----- Available data
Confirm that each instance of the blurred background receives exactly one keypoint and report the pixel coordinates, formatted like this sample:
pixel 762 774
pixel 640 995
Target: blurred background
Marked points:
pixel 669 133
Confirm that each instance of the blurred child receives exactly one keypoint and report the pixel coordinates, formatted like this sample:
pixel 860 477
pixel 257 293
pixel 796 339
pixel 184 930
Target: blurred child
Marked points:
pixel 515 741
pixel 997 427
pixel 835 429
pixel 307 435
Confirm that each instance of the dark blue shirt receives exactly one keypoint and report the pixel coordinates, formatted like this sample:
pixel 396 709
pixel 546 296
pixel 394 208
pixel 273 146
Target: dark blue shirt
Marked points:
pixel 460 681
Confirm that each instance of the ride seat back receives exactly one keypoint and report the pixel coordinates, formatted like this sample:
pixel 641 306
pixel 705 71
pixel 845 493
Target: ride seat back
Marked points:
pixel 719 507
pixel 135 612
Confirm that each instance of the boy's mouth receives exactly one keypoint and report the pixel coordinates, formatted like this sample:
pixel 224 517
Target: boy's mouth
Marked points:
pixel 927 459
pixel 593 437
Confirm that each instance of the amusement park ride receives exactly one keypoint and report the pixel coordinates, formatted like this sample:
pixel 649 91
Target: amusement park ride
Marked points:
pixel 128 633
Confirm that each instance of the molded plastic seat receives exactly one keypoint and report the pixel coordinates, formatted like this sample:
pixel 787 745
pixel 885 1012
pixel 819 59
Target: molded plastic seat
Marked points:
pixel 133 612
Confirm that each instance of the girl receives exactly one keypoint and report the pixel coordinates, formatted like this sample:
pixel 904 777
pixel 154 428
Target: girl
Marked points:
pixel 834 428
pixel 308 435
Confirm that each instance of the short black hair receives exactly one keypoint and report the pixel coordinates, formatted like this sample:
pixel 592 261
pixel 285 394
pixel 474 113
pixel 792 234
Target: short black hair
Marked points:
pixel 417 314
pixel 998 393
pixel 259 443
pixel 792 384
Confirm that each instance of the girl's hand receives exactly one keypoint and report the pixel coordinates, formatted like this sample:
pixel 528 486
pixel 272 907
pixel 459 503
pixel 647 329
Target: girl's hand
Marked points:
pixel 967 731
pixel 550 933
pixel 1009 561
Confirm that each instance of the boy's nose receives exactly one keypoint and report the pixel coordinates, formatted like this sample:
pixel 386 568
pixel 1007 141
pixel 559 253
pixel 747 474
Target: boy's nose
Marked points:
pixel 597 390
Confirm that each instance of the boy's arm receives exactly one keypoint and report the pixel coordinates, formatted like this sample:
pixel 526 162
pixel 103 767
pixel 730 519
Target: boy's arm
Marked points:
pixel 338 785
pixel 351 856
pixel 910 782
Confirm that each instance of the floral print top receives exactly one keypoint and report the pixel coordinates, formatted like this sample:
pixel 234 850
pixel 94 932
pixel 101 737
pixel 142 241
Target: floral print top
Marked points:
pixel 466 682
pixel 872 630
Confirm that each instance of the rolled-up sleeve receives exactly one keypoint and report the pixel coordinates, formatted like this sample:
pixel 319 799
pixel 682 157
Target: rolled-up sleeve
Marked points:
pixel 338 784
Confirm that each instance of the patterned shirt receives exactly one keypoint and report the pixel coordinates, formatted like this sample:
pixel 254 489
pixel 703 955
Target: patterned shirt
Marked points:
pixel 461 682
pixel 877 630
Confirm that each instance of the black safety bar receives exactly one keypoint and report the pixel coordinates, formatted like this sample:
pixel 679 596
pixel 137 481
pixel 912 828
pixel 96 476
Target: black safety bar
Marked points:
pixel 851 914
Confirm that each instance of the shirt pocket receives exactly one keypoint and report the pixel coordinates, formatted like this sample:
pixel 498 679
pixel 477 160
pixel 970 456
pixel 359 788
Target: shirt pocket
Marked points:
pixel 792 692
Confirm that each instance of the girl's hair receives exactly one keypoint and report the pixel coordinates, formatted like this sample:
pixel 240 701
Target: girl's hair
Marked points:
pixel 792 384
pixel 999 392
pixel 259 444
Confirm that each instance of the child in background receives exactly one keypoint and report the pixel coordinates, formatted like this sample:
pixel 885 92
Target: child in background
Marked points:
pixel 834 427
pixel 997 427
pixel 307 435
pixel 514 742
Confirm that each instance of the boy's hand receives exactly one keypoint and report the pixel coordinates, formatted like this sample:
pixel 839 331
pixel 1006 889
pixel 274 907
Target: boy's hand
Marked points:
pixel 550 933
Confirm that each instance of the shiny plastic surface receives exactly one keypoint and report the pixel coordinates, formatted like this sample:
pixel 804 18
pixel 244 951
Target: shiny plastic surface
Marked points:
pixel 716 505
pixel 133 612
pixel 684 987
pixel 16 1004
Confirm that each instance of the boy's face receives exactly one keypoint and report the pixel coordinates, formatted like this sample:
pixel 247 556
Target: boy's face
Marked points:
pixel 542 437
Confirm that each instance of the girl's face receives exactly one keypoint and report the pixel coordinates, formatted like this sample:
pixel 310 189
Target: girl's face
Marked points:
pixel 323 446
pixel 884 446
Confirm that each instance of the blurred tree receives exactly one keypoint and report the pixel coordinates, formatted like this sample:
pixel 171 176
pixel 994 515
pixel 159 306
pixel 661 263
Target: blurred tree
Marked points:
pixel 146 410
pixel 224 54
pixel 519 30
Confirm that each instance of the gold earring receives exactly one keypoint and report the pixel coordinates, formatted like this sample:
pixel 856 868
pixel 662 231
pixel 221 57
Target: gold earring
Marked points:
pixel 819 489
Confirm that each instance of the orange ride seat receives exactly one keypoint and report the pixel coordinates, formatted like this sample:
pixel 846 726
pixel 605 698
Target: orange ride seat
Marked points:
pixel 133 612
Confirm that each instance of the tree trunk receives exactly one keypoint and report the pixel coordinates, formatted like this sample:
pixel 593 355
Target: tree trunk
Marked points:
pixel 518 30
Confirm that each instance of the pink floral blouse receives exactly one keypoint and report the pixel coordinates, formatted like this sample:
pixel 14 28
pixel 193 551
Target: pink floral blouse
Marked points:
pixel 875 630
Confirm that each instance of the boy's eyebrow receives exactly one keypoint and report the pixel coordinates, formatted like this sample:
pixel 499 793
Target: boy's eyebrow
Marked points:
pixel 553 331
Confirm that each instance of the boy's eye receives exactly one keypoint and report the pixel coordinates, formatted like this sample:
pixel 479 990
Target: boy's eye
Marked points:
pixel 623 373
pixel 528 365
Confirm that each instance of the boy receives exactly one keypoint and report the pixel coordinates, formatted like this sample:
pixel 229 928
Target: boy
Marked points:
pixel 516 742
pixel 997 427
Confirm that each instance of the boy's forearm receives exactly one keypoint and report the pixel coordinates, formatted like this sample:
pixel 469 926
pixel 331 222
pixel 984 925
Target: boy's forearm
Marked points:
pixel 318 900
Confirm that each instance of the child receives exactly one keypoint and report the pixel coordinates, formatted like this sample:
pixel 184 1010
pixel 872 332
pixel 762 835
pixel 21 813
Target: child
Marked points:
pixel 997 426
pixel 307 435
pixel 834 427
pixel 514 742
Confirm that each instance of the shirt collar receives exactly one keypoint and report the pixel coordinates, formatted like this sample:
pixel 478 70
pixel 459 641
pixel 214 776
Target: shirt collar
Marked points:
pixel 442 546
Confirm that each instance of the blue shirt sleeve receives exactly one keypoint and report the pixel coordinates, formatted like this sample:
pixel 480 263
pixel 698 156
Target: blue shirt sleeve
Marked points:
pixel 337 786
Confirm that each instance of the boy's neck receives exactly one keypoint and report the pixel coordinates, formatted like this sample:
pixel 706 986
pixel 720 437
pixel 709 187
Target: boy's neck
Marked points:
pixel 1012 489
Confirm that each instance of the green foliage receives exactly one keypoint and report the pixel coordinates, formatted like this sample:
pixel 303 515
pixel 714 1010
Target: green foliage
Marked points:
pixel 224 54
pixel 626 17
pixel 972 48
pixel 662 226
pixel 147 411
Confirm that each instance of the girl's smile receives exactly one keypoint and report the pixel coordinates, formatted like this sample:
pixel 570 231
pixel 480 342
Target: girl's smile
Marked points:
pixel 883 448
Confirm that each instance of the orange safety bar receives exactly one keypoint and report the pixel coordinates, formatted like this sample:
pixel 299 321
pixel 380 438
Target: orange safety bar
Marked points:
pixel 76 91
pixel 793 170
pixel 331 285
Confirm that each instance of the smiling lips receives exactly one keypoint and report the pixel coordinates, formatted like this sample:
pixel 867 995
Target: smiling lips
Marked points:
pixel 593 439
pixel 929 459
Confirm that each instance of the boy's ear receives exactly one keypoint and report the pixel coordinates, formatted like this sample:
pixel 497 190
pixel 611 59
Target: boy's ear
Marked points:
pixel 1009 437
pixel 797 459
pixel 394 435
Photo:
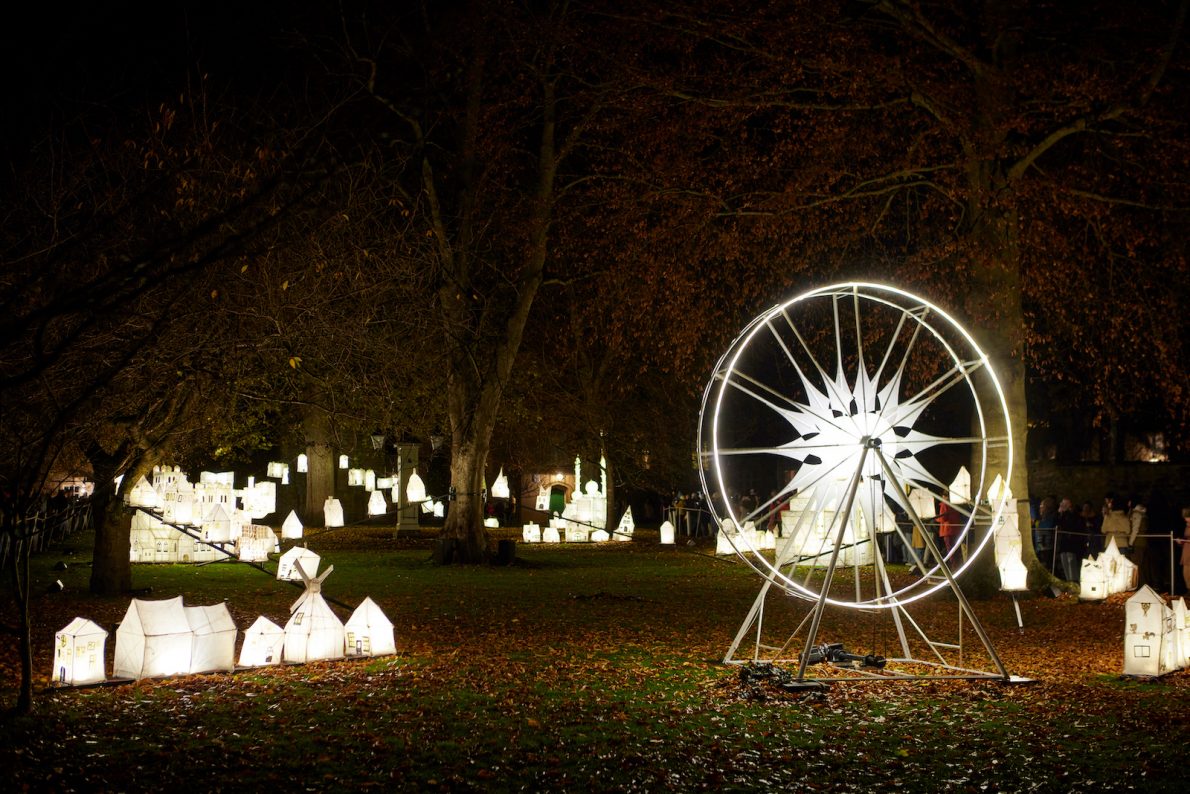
----------
Locate and copy each line in the data above that includes the word "nose".

**Expected output**
Confirm that each instance of the boy's nose receives exactly one keypoint and report the pixel coordinates, formatted like this sample:
Target: boy's nose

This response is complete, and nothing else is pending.